You'll hear from industry leaders like Fred Lee, Dan Kirsche, Jorie Sax, Steve Caudill, and Christina Garcia as they share their perspectives. On what makes a great team and how to cultivate one.
We'll kick things off with Fred Lee, CTO at PartsSource, who emphasizes why team is the North Star: build a great team, and everything else we'll follow, he says.
Next, we'll dive into team composition and diversity, featuring insights from Dan Kirsche, newly promoted CTO at Chamberlain. Also, Jorie Sax, head of United Airlines Innovation Lab, and Steve Caudill, former CTO at Rand McNally.
Later in this episode, we'll explore sharing knowledge and creating team structures with Christina Garcia; she's the SVP of Engineering at Echo Logistics, and Jorie Sax of United Airlines. We'll also hear from Dom Scandinaro CTO at Cameo, Dan Kirsche again and Jorie Sax on how to grow and scale teams effectively. Finally, we'll discuss the importance of knowing your people and fostering strong interpersonal relationships with insights from Christina, Fred, and Dan.
So let's dive in.
Fred Lee: For me personally, who, you know, I lead technology and product and engineering. You know, it is always about talent. It is not only hiring, but also growing the great talent that I already have, and just constantly trying to improve the team.
A lot of times people will ask me like, Fred, what is your vision? What is your mission while you're there? And people might be a little surprised to hear me say that my goal is to build a world-class team that can build world-class products over and over again. And that's maybe a little surprising to people because they expect to hear from me something like about the product or about the technology or whatever.
But what I have learned is that the only thing that really matters is: Do you have a great team? And a great team will overcome any of those things, and a great team will adapt to any of those challenges.
Dan Kirsche: I think you want to find people that kind of round you out, but also that you're going to enjoy working with. So that’s a huge, huge piece to it. I want somebody who's passionate, I want them to have an opinion, right? When I ask questions, to really have some sort of thoughtful position behind it. It doesn't have to be the same way that I think about it, but I want them to be thoughtful and opinionated. I want them to be innovative.
Jorie Sax: No solid ideation comes from one individual, and that's where that inclusion comes into play and that diversity of thought background comes into play. So I would say that ultimately in innovation, it is much more about the culture that you're creating, the fact that you're all united behind a shared passion and purpose. So there is a sense of sharing. You can't just hand something over. There does have to be communication and collaboration at a certain point. It's just not a siloed handoff.
Steve Caudill: From my perspective, the best thing to do is get a lot of diversity, right? You want young talent. You want non-traditional educations. You want folks that came from different places. You want old school guys that have been there and done that. And bring all of those folks together gets you just a lot more interesting team.
And so then when somebody comes in to interview, you know, assuming you can get them to at least take your call, the folks that they're talking to is a wide assortment of people with a bunch of different perspectives and not just, okay, everybody's gotta be a cookie cutter and you have to fit in a certain way.
Christina Garcia: Communicate out to all of your peers in the org the lessons you learn, so that someone else can avoid that in the future because things do fail. We're human, we're imperfect, but as long as we're able to change the way we work to mitigate that and learn from those mistakes and bring that forward across everything and share those learnings, those lessons, the better.

■ Job 1:
Extract every line of the listing below that contains the string "camera". Case counts.

■ Records provided:
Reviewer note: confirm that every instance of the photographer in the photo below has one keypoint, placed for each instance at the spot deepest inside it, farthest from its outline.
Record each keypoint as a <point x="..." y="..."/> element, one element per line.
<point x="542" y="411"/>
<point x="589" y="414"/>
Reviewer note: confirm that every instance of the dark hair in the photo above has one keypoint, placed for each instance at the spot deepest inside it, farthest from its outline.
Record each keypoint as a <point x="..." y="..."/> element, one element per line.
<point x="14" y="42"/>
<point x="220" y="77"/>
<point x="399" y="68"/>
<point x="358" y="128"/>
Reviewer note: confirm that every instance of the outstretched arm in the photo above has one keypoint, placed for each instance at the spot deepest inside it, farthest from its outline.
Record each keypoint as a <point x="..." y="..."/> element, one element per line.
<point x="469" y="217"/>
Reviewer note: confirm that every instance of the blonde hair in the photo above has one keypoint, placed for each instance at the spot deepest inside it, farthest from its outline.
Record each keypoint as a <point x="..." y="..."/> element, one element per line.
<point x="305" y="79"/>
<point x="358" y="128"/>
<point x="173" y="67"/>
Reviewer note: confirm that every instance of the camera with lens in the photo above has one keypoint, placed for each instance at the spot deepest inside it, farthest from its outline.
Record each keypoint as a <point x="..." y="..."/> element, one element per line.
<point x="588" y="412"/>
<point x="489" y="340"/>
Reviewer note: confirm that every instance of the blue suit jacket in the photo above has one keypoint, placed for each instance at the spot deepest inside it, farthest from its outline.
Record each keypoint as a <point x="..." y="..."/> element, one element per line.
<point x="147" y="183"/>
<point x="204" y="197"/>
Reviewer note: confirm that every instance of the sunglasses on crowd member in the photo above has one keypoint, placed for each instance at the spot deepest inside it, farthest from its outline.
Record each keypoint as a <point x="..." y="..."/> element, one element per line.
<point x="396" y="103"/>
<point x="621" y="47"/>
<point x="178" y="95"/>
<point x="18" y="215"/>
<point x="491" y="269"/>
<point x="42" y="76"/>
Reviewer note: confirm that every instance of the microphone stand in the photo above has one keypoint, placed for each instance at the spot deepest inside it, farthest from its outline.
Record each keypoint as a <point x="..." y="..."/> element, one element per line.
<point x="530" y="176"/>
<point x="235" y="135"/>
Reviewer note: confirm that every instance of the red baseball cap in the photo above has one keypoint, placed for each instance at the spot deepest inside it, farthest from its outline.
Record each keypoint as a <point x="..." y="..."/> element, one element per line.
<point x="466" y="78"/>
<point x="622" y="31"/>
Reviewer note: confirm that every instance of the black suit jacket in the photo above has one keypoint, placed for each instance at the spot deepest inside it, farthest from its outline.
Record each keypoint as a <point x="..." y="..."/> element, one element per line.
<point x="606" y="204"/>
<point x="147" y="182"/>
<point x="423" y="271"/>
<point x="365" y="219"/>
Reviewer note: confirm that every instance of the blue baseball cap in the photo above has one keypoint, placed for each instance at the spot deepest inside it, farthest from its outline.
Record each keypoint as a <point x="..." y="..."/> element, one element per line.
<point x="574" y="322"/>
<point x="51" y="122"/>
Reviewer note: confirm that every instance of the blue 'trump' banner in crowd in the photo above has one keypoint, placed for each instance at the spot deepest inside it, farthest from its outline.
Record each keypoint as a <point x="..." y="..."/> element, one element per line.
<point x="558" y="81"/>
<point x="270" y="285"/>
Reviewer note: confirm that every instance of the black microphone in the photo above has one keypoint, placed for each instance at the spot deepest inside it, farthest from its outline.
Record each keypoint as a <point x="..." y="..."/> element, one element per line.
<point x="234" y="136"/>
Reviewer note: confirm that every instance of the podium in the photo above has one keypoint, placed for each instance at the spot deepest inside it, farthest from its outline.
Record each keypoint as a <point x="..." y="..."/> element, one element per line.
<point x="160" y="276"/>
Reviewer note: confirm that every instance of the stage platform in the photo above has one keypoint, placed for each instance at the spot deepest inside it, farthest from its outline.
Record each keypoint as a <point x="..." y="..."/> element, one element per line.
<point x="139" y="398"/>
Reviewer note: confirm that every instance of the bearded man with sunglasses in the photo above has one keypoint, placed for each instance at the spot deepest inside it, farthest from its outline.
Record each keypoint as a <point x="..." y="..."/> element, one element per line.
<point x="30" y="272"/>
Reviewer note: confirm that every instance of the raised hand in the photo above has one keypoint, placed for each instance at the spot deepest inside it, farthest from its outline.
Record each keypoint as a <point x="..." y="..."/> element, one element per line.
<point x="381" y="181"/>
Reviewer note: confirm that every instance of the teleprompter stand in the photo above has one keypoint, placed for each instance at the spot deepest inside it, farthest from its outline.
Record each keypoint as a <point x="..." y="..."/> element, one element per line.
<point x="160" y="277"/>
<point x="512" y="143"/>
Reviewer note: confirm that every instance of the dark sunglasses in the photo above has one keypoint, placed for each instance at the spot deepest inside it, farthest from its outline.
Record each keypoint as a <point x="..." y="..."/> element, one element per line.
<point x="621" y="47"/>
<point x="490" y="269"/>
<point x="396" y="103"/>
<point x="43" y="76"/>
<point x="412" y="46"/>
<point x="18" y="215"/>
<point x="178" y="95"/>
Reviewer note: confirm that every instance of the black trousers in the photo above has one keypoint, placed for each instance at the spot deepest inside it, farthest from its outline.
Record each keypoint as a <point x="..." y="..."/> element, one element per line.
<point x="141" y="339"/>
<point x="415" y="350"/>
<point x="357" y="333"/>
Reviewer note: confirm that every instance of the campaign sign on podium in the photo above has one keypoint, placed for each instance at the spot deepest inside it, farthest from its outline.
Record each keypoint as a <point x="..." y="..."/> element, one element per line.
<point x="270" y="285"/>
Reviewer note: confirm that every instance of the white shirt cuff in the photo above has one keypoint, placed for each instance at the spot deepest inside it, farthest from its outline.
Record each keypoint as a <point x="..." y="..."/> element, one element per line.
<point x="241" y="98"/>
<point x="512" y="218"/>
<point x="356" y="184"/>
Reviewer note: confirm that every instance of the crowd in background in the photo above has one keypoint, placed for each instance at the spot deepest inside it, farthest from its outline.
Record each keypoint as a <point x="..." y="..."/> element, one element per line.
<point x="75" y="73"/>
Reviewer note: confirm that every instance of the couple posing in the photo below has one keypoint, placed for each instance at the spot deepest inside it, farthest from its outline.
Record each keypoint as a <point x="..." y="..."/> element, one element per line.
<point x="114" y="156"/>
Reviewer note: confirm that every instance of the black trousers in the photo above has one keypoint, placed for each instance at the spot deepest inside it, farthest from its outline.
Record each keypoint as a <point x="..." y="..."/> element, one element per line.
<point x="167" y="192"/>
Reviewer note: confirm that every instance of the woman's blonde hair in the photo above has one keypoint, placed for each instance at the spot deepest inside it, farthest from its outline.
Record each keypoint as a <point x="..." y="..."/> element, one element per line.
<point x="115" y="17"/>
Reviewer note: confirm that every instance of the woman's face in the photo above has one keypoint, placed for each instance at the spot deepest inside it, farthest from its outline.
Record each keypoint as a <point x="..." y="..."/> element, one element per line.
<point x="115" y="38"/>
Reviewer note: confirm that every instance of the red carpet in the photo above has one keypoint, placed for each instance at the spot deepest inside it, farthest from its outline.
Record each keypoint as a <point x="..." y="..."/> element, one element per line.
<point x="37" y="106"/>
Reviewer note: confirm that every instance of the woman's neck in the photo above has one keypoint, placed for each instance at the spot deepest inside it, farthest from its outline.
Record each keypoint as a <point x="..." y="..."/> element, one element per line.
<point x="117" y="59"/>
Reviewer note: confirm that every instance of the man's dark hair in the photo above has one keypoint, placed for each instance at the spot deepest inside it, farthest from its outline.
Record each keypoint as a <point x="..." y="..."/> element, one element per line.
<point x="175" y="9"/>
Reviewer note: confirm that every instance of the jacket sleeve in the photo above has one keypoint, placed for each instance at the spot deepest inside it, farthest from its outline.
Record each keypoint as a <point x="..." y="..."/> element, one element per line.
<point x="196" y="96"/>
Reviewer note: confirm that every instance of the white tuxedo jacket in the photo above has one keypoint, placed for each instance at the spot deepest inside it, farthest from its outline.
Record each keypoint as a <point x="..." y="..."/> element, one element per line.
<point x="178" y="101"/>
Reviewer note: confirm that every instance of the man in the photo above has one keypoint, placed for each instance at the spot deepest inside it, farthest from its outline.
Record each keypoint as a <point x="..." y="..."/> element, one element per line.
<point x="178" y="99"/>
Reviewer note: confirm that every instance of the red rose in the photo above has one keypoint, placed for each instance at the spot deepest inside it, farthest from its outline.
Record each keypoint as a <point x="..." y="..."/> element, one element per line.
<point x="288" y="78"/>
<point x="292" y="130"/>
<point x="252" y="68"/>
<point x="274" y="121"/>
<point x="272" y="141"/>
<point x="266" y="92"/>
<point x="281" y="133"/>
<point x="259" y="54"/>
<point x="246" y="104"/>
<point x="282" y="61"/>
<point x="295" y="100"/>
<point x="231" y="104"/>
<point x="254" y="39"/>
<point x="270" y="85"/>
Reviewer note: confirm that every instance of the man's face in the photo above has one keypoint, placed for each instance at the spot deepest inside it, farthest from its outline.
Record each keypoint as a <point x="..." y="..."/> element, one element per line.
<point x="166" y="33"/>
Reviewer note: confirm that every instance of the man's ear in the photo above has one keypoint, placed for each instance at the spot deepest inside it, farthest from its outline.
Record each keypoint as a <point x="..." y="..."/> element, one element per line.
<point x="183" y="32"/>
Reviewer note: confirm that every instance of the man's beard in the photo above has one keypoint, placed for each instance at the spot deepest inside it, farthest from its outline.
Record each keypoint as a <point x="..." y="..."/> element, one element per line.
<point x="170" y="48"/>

■ Job 2:
Summarize the excerpt on building great teams in three sentences.

■ Full answer 1:
Reviewer note: confirm that every instance of the camera with lens in the photo above has one keypoint, placed for each instance at the spot deepest inside it, farthest from its outline.

■ Full answer 2:
The excerpt introduces industry leaders, including Fred Lee, Dan Kirsche, Jorie Sax, Steve Caudill, and Christina Garcia, who share their perspectives on what makes a great team and how to cultivate one. Fred Lee says his goal is to build a world-class team that can build world-class products over and over again. Dan Kirsche seeks passionate, opinionated people, Jorie Sax and Steve Caudill stress inclusion and diversity, and Christina Garcia urges sharing lessons from failures with peers across the organization.